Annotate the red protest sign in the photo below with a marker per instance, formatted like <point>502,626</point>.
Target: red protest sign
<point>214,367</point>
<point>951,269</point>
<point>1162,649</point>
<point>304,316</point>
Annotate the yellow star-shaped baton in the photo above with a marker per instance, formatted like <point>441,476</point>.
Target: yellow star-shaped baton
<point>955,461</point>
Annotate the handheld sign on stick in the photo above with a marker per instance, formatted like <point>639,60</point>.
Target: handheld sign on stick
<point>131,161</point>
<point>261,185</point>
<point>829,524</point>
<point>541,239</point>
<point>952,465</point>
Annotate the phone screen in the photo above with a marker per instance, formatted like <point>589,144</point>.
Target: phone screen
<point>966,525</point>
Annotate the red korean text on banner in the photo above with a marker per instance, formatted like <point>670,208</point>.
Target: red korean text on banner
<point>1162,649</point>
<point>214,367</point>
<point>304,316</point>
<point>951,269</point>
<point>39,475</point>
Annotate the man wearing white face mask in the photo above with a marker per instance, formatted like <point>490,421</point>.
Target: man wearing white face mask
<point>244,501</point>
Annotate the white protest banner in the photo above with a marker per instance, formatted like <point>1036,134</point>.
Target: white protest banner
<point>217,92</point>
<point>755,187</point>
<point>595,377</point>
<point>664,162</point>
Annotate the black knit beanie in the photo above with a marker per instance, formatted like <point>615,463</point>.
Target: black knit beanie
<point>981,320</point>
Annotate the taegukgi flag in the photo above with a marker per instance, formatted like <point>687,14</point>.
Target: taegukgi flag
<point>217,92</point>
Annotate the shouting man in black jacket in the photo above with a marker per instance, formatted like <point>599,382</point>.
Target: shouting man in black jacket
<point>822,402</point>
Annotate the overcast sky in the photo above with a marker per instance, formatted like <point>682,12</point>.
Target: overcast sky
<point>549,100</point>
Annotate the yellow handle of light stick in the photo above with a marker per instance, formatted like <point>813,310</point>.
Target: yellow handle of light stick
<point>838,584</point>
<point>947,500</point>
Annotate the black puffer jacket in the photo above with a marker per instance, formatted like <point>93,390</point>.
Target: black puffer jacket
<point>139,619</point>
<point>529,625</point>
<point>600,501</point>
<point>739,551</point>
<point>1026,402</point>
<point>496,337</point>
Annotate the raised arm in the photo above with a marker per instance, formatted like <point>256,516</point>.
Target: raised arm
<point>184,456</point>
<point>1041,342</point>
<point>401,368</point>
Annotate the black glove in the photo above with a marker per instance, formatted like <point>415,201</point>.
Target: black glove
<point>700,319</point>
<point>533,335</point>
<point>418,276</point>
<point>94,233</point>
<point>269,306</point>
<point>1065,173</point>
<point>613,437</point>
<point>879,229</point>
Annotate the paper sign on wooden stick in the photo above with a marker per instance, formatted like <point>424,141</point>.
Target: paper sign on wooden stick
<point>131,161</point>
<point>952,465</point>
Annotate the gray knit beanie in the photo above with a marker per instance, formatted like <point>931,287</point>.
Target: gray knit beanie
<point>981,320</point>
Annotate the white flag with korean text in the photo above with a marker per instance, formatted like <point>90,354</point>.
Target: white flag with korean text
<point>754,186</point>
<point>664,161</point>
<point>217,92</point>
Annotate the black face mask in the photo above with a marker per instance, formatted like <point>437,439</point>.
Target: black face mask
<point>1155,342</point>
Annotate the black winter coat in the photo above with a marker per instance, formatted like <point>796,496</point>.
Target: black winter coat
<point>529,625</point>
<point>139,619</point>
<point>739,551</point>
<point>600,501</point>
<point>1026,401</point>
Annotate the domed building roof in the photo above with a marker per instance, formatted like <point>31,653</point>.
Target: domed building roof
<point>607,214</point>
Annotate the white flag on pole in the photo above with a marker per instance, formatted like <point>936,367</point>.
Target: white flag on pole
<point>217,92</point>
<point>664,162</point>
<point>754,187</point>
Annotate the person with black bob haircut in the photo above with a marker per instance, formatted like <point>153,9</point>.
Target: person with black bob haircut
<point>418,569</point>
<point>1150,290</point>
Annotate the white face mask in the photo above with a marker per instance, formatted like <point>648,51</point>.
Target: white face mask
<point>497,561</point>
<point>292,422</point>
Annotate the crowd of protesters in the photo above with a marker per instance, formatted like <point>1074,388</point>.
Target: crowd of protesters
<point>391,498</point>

****

AUFGABE = Wie lauten die Zeilen von der Zeile mit „Annotate the person“ bis einschließlich der Zeile mit „<point>1150,290</point>“ vollständig, wenn jede Koordinate in den Antworten mit 0,45 multipliziert und auf ganze Zahlen gerundet wird, wobei halbe Werte aufgerundet werden?

LÖSUNG =
Annotate the person with black bob haircut in the photo above with a marker per instance, formatted like <point>153,9</point>.
Target: person with black bob haircut
<point>188,256</point>
<point>518,131</point>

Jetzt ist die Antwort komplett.